### [Text for analysis]

+++

The most amazing thing I did last week
Until last week, I had never given blood. I'm slightly embarrassed to admit this, as, like most people, I like to think of myself as a person who who helps other people when I can. Shamefully, I didn't even know what blood type I was. So why hadn't I done so already? Why was I all talk and no action? What had stopped me?
It wasn't that I actively didn't want to. I did. Neither was it because I didn't think I needed to. Everyone knows there's a constant need for regular donors. Neither was "not having the time" a real excuse. If we can find time to recycle packaging to reduce landfill, we can find time to save the life of an actual flesh and blood person. Thousands of us magically "found the time" in our "busy lives" to watch three series of The Wire and the occasional Big Brother. And Avatar. And Primeval for crissakes. Likewise, putting it down to "not knowing how" to is no excuse either. In fact, given the existence of the internet, "not knowing how" to do anything has become a redundant excuse. A friend of mine installed his own central heating based on instructions found online. If you want to do something enough, whether it's learn a language, fit a carpet or skin a rabbit, the information is there if you want it. The age of not knowing something is over.
So, with the information easily gained, I arranged a time and did it. I work in a city, and the blood donation centre is a 10 minute walk from the office I work in. It's open 6 days a week - with late night opening - and, contrary to my misguided notion that you need to book an appointment, there's no arranging involved - you just turn up and get on with it. You're in and out within an hour. The first thing that struck me is how busy it is. There were around eight of us, mainly in our 20s and 30s, in the waiting area being called though to the donation zone when a space become free. Most were groups of two or three friends. Much like visiting the deli counter in Sainsburys, or collecting goods from Argos, you grab a numbered ticket and wait for your call, except that the staff at the blood clinic look a lot happier to see you.

+++

### [Data for analysis]
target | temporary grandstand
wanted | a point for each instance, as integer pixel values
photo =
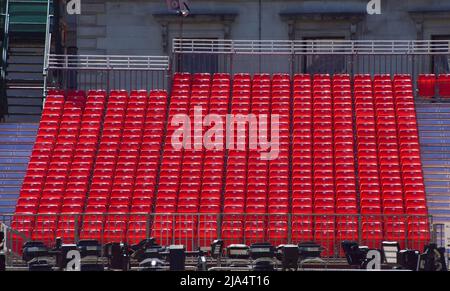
(363, 147)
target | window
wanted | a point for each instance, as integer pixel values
(316, 64)
(440, 64)
(198, 62)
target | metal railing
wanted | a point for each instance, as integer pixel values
(4, 64)
(412, 57)
(108, 62)
(47, 49)
(196, 230)
(294, 47)
(107, 72)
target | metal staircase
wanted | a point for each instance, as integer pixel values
(26, 24)
(434, 129)
(16, 144)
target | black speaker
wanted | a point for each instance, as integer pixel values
(2, 263)
(177, 257)
(408, 259)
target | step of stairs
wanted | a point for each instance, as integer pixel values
(434, 131)
(16, 144)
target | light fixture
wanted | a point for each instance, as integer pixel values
(390, 251)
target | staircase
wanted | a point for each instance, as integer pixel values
(24, 78)
(16, 144)
(25, 81)
(434, 128)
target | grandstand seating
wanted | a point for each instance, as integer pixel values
(346, 147)
(427, 84)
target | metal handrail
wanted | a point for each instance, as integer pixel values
(108, 62)
(4, 65)
(304, 47)
(48, 44)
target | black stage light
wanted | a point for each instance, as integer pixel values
(238, 251)
(34, 250)
(433, 259)
(2, 252)
(289, 257)
(177, 257)
(262, 255)
(89, 248)
(202, 264)
(390, 250)
(408, 259)
(61, 256)
(39, 266)
(309, 252)
(216, 248)
(117, 255)
(90, 252)
(354, 254)
(36, 254)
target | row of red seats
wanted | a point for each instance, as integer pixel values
(125, 163)
(82, 165)
(427, 84)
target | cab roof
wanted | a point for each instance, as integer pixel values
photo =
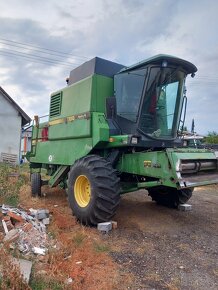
(158, 59)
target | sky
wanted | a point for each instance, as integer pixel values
(124, 31)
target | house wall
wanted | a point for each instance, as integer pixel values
(10, 128)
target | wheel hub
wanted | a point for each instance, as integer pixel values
(82, 191)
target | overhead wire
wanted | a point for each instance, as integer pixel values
(42, 48)
(34, 56)
(34, 59)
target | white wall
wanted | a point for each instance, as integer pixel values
(10, 128)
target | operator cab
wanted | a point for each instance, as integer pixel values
(149, 99)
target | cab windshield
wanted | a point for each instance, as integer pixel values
(162, 102)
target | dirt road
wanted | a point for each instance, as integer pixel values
(165, 248)
(153, 248)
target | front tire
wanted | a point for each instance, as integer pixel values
(170, 197)
(36, 184)
(93, 190)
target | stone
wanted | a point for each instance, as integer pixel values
(114, 225)
(11, 236)
(104, 227)
(185, 207)
(25, 267)
(15, 217)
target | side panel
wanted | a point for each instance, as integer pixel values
(103, 87)
(66, 151)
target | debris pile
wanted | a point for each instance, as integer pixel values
(25, 230)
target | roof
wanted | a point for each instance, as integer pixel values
(96, 65)
(188, 66)
(25, 118)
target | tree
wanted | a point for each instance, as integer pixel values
(211, 138)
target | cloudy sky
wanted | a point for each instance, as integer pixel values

+++

### [Work to complete]
Summarize the text about giving blood in two sentences.

### [Expected answer]
The writer had never given blood until last week and concludes that none of the usual excuses (unwillingness, lack of need, lack of time, or not knowing how) holds up, since the information on how to do almost anything is readily available. The writer then donated at a center a ten-minute walk from the office, which is open six days a week, requires no appointment, takes under an hour, and was busy with donors mainly in their 20s and 30s who took numbered tickets and waited to be called.